What this task involves
Reproduce the following records exactly from the line containing "If you could mark the cliff" onward, ending with the last line and including it.

::::

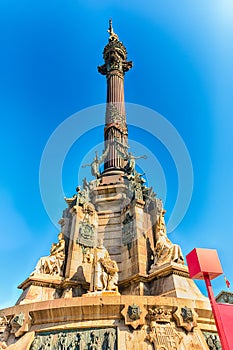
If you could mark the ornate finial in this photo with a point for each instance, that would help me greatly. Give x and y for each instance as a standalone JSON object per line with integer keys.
{"x": 110, "y": 29}
{"x": 112, "y": 36}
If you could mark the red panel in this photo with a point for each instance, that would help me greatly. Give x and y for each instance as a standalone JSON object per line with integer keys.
{"x": 226, "y": 314}
{"x": 202, "y": 261}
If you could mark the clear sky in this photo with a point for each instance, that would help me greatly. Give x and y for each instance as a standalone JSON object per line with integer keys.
{"x": 182, "y": 53}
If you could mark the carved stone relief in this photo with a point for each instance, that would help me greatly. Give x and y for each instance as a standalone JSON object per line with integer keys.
{"x": 85, "y": 339}
{"x": 134, "y": 312}
{"x": 185, "y": 318}
{"x": 128, "y": 232}
{"x": 134, "y": 315}
{"x": 163, "y": 334}
{"x": 52, "y": 264}
{"x": 212, "y": 340}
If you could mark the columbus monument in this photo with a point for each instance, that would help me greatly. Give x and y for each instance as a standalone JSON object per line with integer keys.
{"x": 113, "y": 280}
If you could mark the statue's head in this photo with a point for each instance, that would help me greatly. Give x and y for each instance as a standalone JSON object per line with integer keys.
{"x": 100, "y": 243}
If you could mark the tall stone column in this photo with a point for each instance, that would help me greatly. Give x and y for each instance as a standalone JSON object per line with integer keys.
{"x": 115, "y": 132}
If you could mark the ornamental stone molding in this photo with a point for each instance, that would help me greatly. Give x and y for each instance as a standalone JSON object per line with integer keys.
{"x": 134, "y": 315}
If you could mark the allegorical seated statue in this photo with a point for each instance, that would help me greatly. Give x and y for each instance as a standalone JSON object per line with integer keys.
{"x": 104, "y": 272}
{"x": 52, "y": 264}
{"x": 165, "y": 251}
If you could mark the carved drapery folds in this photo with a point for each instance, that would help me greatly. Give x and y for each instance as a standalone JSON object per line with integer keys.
{"x": 54, "y": 263}
{"x": 91, "y": 339}
{"x": 104, "y": 270}
{"x": 186, "y": 318}
{"x": 165, "y": 251}
{"x": 212, "y": 340}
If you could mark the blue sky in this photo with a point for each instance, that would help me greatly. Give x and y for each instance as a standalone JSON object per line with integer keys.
{"x": 182, "y": 53}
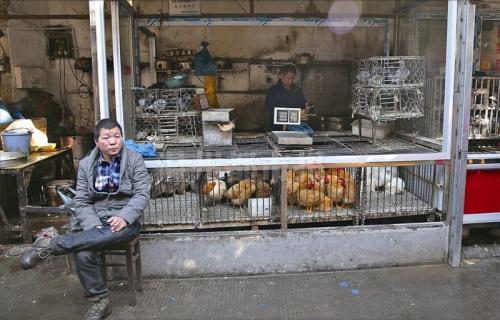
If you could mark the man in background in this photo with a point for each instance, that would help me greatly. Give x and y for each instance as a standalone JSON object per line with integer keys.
{"x": 286, "y": 94}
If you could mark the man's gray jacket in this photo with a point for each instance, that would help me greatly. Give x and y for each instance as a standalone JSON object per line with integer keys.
{"x": 128, "y": 202}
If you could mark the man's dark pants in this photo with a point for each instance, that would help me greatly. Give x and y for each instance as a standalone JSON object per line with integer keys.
{"x": 85, "y": 245}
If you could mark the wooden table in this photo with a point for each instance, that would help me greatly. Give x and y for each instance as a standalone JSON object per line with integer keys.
{"x": 23, "y": 168}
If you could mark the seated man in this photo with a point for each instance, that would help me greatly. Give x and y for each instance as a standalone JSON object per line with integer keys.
{"x": 111, "y": 194}
{"x": 286, "y": 94}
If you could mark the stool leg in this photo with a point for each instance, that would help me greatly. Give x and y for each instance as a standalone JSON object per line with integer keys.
{"x": 102, "y": 255}
{"x": 138, "y": 266}
{"x": 130, "y": 275}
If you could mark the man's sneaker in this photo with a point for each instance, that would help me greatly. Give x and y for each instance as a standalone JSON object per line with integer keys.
{"x": 99, "y": 310}
{"x": 38, "y": 252}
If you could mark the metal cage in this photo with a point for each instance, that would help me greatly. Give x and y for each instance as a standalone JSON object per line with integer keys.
{"x": 391, "y": 71}
{"x": 196, "y": 198}
{"x": 166, "y": 116}
{"x": 389, "y": 88}
{"x": 388, "y": 104}
{"x": 484, "y": 111}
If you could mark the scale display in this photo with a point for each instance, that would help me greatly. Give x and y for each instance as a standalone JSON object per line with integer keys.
{"x": 287, "y": 116}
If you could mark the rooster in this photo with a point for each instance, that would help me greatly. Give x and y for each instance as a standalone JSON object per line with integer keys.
{"x": 334, "y": 187}
{"x": 241, "y": 192}
{"x": 325, "y": 204}
{"x": 349, "y": 188}
{"x": 310, "y": 196}
{"x": 262, "y": 188}
{"x": 214, "y": 190}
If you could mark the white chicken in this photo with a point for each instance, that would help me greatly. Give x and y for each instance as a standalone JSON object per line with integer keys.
{"x": 214, "y": 190}
{"x": 241, "y": 192}
{"x": 394, "y": 186}
{"x": 377, "y": 177}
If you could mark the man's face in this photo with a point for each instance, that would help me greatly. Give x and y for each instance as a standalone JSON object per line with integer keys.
{"x": 109, "y": 142}
{"x": 287, "y": 79}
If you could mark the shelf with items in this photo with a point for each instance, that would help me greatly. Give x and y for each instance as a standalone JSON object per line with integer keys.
{"x": 166, "y": 116}
{"x": 389, "y": 88}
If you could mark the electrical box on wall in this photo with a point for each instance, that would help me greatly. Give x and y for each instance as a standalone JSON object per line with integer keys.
{"x": 59, "y": 43}
{"x": 30, "y": 78}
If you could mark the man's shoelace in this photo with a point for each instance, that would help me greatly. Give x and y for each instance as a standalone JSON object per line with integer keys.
{"x": 96, "y": 308}
{"x": 40, "y": 246}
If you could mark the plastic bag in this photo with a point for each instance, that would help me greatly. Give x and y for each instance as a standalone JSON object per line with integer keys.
{"x": 147, "y": 150}
{"x": 204, "y": 64}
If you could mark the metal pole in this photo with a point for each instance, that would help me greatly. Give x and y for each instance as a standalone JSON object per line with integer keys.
{"x": 152, "y": 54}
{"x": 117, "y": 62}
{"x": 96, "y": 11}
{"x": 460, "y": 141}
{"x": 449, "y": 86}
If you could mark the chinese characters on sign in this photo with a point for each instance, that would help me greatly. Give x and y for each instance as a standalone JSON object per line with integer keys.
{"x": 184, "y": 7}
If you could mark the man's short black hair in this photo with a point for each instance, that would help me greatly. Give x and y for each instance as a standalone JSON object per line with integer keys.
{"x": 288, "y": 68}
{"x": 106, "y": 124}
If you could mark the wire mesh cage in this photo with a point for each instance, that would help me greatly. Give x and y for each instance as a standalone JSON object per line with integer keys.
{"x": 484, "y": 111}
{"x": 201, "y": 198}
{"x": 191, "y": 198}
{"x": 391, "y": 71}
{"x": 388, "y": 104}
{"x": 360, "y": 193}
{"x": 389, "y": 88}
{"x": 166, "y": 116}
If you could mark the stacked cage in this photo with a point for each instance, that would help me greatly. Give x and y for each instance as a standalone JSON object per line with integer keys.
{"x": 166, "y": 116}
{"x": 484, "y": 111}
{"x": 389, "y": 88}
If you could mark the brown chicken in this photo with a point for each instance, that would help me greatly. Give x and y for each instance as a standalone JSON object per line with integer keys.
{"x": 334, "y": 187}
{"x": 292, "y": 187}
{"x": 262, "y": 188}
{"x": 349, "y": 189}
{"x": 214, "y": 190}
{"x": 325, "y": 204}
{"x": 310, "y": 196}
{"x": 241, "y": 192}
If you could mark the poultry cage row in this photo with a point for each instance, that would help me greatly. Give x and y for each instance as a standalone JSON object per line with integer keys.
{"x": 196, "y": 199}
{"x": 389, "y": 88}
{"x": 484, "y": 110}
{"x": 166, "y": 116}
{"x": 388, "y": 104}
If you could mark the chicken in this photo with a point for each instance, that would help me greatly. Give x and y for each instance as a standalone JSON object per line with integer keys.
{"x": 394, "y": 186}
{"x": 241, "y": 192}
{"x": 349, "y": 192}
{"x": 292, "y": 187}
{"x": 334, "y": 187}
{"x": 304, "y": 176}
{"x": 325, "y": 204}
{"x": 310, "y": 196}
{"x": 377, "y": 177}
{"x": 214, "y": 190}
{"x": 262, "y": 189}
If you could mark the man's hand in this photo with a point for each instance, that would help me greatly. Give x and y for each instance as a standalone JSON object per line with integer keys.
{"x": 117, "y": 223}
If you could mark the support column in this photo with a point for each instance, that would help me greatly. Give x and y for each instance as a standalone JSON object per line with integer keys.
{"x": 117, "y": 62}
{"x": 460, "y": 139}
{"x": 98, "y": 47}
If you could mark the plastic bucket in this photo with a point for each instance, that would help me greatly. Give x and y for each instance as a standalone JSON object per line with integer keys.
{"x": 17, "y": 140}
{"x": 52, "y": 188}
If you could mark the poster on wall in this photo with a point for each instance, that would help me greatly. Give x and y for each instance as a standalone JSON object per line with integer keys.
{"x": 184, "y": 7}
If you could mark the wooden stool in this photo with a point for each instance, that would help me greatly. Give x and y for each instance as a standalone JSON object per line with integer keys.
{"x": 132, "y": 252}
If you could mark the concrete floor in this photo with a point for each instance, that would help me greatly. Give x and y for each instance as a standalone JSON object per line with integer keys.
{"x": 423, "y": 292}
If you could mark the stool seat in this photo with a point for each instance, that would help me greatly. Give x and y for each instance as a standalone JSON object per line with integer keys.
{"x": 132, "y": 252}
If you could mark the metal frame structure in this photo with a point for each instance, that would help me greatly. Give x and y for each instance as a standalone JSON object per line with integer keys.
{"x": 98, "y": 32}
{"x": 456, "y": 29}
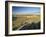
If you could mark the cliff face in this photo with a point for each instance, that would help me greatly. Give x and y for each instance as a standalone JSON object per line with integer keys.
{"x": 19, "y": 20}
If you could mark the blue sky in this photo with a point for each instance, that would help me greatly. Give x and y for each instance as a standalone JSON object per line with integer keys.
{"x": 25, "y": 10}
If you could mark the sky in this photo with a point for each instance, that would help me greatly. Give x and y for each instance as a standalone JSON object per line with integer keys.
{"x": 25, "y": 10}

::::

Worked solution
If you could mark the cliff face in this photo with a point for each instance, that would help me greatly. Give x and y for each instance as a standalone JSON object per line with integer keys.
{"x": 19, "y": 20}
If you could mark the blue sky in this photo with a point for each instance, that would help me greatly. Give x and y for each instance as a standalone JSON object per line with integer keys.
{"x": 25, "y": 10}
If you could mark the sky in this photo with a point for each instance, that would help me greatly. Give x and y for each instance as a standalone JSON object per line with integer keys.
{"x": 25, "y": 10}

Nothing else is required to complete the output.